The above code will generate the desired output for any type of file. Please add checks whereever required. The main part is that we ignore the Text node (Text inside the node) from output.

A9S6
+1  A: 

Maybe not the fastest solution, but it shows allows for arbitrary XPath expressions to be used as selector and to me it seems this also most clearly expresses the intention of the code.

class Program
{
    static void Main(string[] args)
    {
        XmlDocument xml = new XmlDocument();
        xml.Load("test.xml");

        IEnumerable innerItems = (IEnumerable)e.XPathEvaluate("//*[not(*)]");
        foreach (XElement innerItem in innerItems)
        {
            Console.WriteLine(GetPath(innerItem));
        }
    }

    public static string GetPath(XElement e)
    {
        if (e.Parent == null)
        {
            return "/" + e.Name;
        }
        else
        {
            return GetPath(e.Parent) + "/" + e.Name;
        }
    }
}
Jeroen Huinink
This code is xml specific. I think OP would require a solution that is generic across the given Xmls
A9S6
You are correct. I added the xpath suggested by Helios, which makes this generic. Although my original comment that this expresses the intentions clearly might no longer apply. You have to understand the XPath to note that this finds all innermost nodes.
Jeroen Huinink
+11  A: 
//*[not(*)]

is the XPath to find all subelements with no children, so you can do something like

doc.SelectNodes("//*[not(*)]")

but I'm not pretty sure about .Net API so check it out.

Reference

// --> descendant (not only children)
*  --> any name
[] --> predicate to evaluate
not(*) --> not having children
helios
+1: Great answer
A9S6
Thank you very much. I was convinced XPath had something for that, but I couldn't find the answer in w3schools so Google came in the rescue.
helios
Thunder: when you obtain the nodes you can ask for the path of each one.
helios
+2  A: 

Just to expand slightly on helios's answer, you could quality your xpath with [text()] to specific only those nodes that have a text() node:

// XDocument
foreach(XElement textNode in xdoc.XPathSelectElements("//*[not(*)][text()]"))
{
    Console.WriteLine(textNode.Value);
}

// XmlDocument
foreach(XmlText textNode in doc.SelectNodes("//*[not(*)]/text()"))
{
    Console.WriteLine(textNode.Value);
}
Kevin Nixon
+3  A: 

Here is an XSLT solution that produces the XPATH expressions for each of the inner-most elements.

▶ RECORDED DATA:
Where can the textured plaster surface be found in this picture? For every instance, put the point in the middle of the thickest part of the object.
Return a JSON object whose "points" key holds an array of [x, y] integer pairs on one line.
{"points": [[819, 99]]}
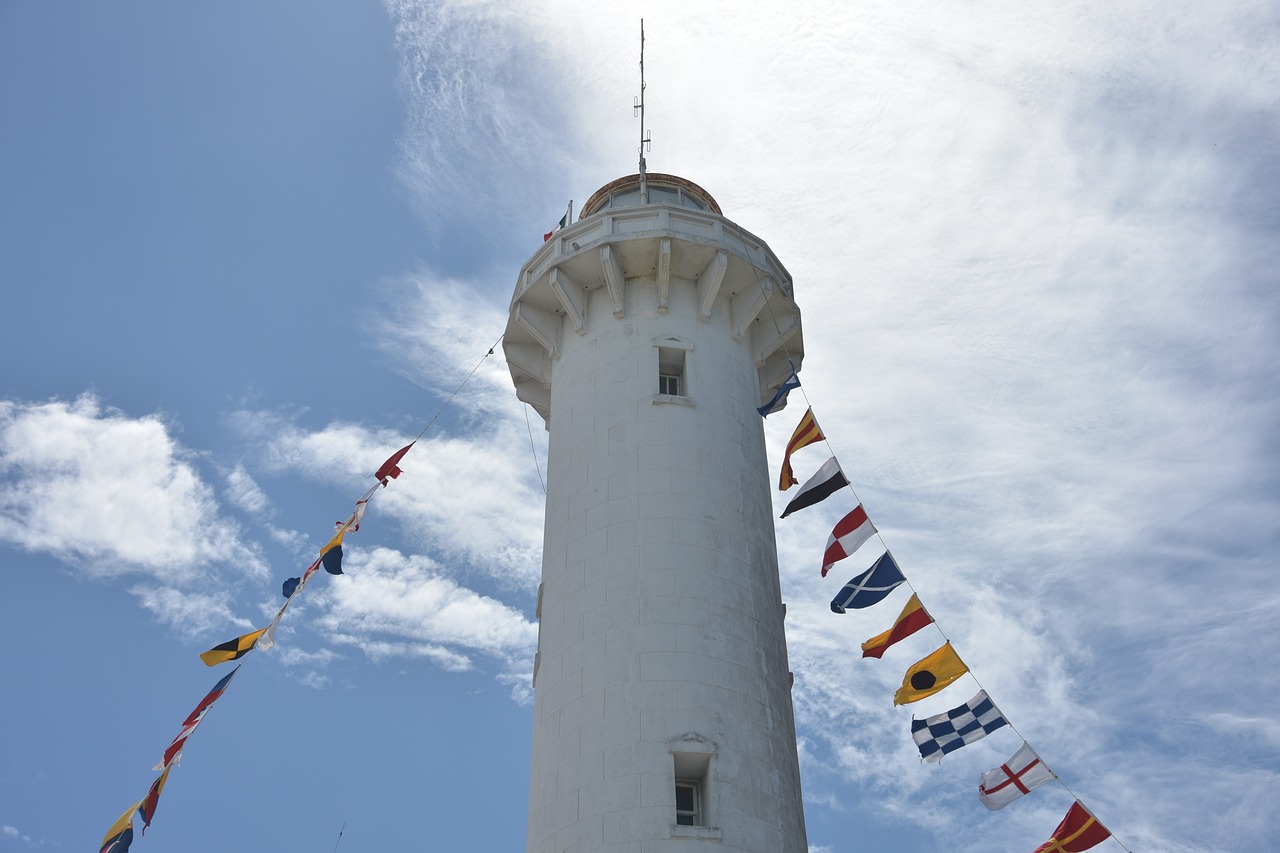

▶ PROBLEMS AND TASKS:
1. In the XPath forum thread, what does "not(*)" mean according to its reference list?
2. Extend the XPath forum thread past its final sentence by writing what comes next.

▶ FINAL ANSWERS:
1. Not having children.

2.
<?xml version="1.0" encoding="UTF-8"?>
<xsl:stylesheet xmlns:xsl="http://www.w3.org/1999/XSL/Transform" version="1.0">
    <xsl:template match="/">
        <xsl:apply-templates />
    </xsl:template>

    <!--Match on all elements that do not contain child elements -->
    <xsl:template match="//*[not(*)]">
        <!--look up the node tree and write out:
           - a slash
           - the name of the element
           - and a predicate filter for the position of the element at each step -->
        <xsl:for-each select="ancestor-or-self::*">
            <xsl:text>/</xsl:text>
            <xsl:value-of select="local-name()"/>
            <!--add a predicate filter to specify the position, in case there are more than one element with that name at that step -->
            <xsl:text>[</xsl:text>
            <xsl:value-of select="count(preceding-sibling::*[name()=name(current())])+1" />
            <xsl:text>]</xsl:text>
        </xsl:for-each>  
        <!--Create a new line after ever element -->
        <xsl:text>&#xA;</xsl:text>
    </xsl:template>

<!--override default template to prevent extra whitespace and carriage return from being copied into the output-->
<xsl:template match="text()" />

</xsl:stylesheet>

I added predicate filters to specify the position of the element. That way, if you had more than one piece or itemc element at the same level, the XPATH would specify the correct one.

So, instead of:

items/item1/piece
items/item1/itemc
items/item2/piece
items/item2/itemc

it produces:

/items[1]/item1[1]/piece[1]
/items[1]/item1[1]/itemc[1]
/items[1]/item2[1]/piece[1]
/items[1]/item2[1]/itemc[1]
Mads Hansen
+1 for the predicates.
Robert Rossney
+2  A: 

The code below finds all leaf elements in the document and, for each, outputs an XPath expression that will unambiguously navigate to the element from the document root, including a predicate at each node step to disambiguate between elements with the same name:

static void Main(string[] arguments)
{
    XDocument d = XDocument.Load("xmlfile1.xml");

    foreach (XElement e in d.XPathSelectElements("//*[not(*)]"))
    {
        Console.WriteLine("/" + string.Join("/",
            e.XPathSelectElements("ancestor-or-self::*")
                .Select(x => x.Name.LocalName 
                    + "[" 
                    + (x.ElementsBeforeSelf()
                        .Where(y => y.Name.LocalName == x.Name.LocalName)
                        .Count() + 1)
                    + "]")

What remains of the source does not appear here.